## begin Text provided

Political economy and administrative aspects of the earthquake

At dawn on February 6 two earthquakes with magnitudes of 7.7 and 7.6 9 hours shook Türkiye, centered in the city of Kahramanmaraş. The earthquake also caused vast devastation in Syria. The two countries are lamenting the loss of their people while trying to recover.

The humanitarian dimension of the issue and the aid campaigns were followed all around the world. On the other hand there remains the question of ‘How did Türkiye get to this point?’ This question includes many dimensions, notably the political economy of urban construction, administrative mechanisms and decision-making processes and judicial decisions.

To grasp better the process leading up to the earthquake devastation here we present a compilation of selections from articles by Turkish academics analyzing different aspects of the issue.

1. Political Economy of the Earthquake

Prof. Dr. Çağatay Keskinok:

Türkiye’s economic policies in the 1990s and 2000s, which were based on the liquidation of central planning and privatization, made long-term and state initiatives to reduce earthquake risks impossible from the outset. (Bilim ve Ütopya, Depremi Beklerken Azmanlaşan Kenti Çıkmazı, November 2019)

No planning was carried out while the risks were clearly evident. The most fundamental reason for this is that Türkiye, as a result of the traps set by the World Bank and the IMF, has largely atrophied the planning function of the public sector during the long years of globalization.

Türkiye completely abandoned the regional planning approach it had followed until the 1950s, and to a limited extent in the 1960-70 period, with the liberalism of the 1980s under Turgut Özal’s government and the globalization movement in the 1990s.

The situation in the construction sector in the 2000s can be summarized as follows:

  • Providing unlimited opportunities for capital in the face of objective conditions in the regions with well-known earthquake risks
  • A development strategy tailored to the rationalities and short-term requirements of the markets.
  • As the last link in the chain: incompetent contractors, land speculators, local administrators who abuse their offices.

The deregulation programs, which started with the Turgut Özal era (1983-1991 Prime Minister, 1989-1993 President) and meant the eradication of all kinds of barriers to the capital movements -especially international capital’s- in urban space at all costs, became a matter of existence for the AKP government. (Bilim ve Ütopya, Tayyip’in Kara Ütopyası: Azmanlaşan Kent, March 2014)

Dr. Çağrı Sağlam:

After the 2001 crisis, the common characteristic of the economic policies in Türkiye is precisely hand valuable public spaces and dwellings belonging to laborers who are incapable of acting together to the capitalist class on a silver plate. (Bilim ve Ütopya, Tayyip’in Kara Ütopyası: Azmanlaşan Kent, March 2014)

The state-finance-capital trio freely seizes the public spaces on the one hand, and private dwellings on the other by means of control over the legislative and executive powers (including law enforcers), and thereby creates profitable spaces either by burdening low and middle-income people with high amounts of debt or by displacing them from the cities.

## end Text provided
## begin Provided data

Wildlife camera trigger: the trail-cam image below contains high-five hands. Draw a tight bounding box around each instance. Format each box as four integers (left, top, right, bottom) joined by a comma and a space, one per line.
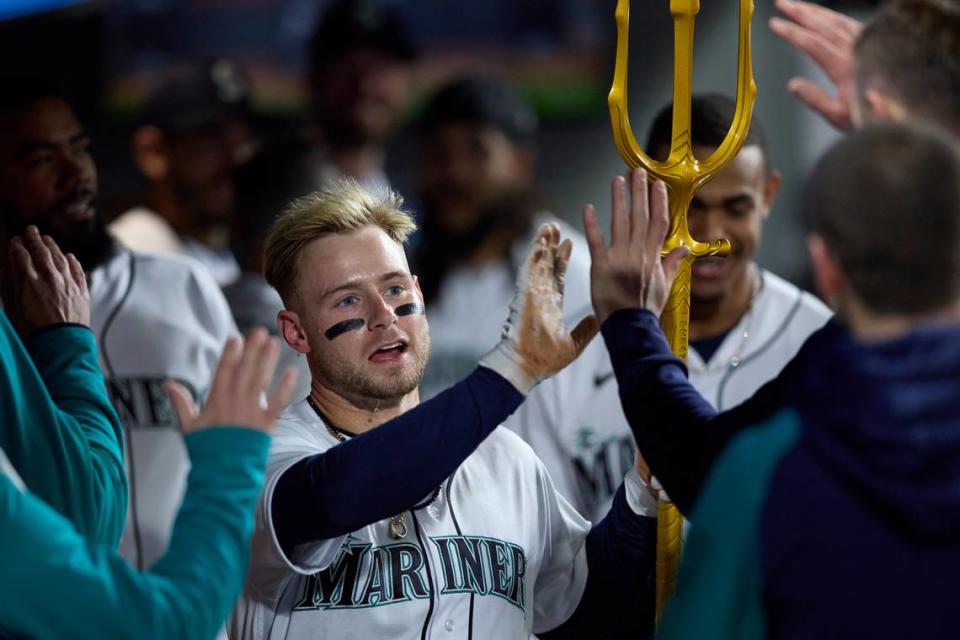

## end Provided data

Complete the following:
1. In the text on the political economy of the earthquake, which city were the February 6 earthquakes centered in?
2. Go on with the text on the political economy of the earthquake from its last sentence.

Responses for each task:
1. Kahramanmaraş

2.
https://unitedworldint.com/28845-is-the-bill-of-the-earthquake-beyond-calculations/

2. Administrative Aspects

After 1980, the regulations in Turkish cities -the ideological framework of which was drawn by the World Bank-originated concepts of “competing cities”, “locality” and “localization”- led to the increase in the powers of local administrations regarding zoning and thus the problem of excessive amount of zoned areas. (Bilim ve Ütopya, Tayyip’in Kara Ütopyası: Azmanlaşan Kent, March 2014 — Prof. Dr. Çağatay Keskinok)

Local administrations, who wanted to attract capital to the region, supplied zoned areas far in excess of the needs and expectations. Most urban plans prepared in this period did not have any population estimation and projections. (Bilim ve Ütopya, Tayyip’in Kara Ütopyası: Azmanlaşan Kent,  Mart 2014 — Prof. Dr. Çağatay Keskinok)

https://unitedworldint.com/28839-state-intervention-can-solve-the-housing-problem-after-earthquake-in-turkiye/

3. Laws and TOKI

The amendment to the Land Registry Law No. 2644, which paved the way for the sale of real estate to foreigners, fueled urban transformation to ensure a diversified supply of real estate for global capital. Law No. 6366 is an instrumental regulation that centralizes enormous powers to confiscate public lands, immovable properties, housing of local communities, military areas, pasture and forest areas, to open these lands for zoning and give exclusivity to whomever pleased. (Bilim ve Ütopya, Depremi Beklerken Azmanlaşan Kenti Çıkmazı, Kasım 2019 — Pınar Ertan, Doctoral Student in Department of Urban and Regional Planning in Middle East Technical University (METU))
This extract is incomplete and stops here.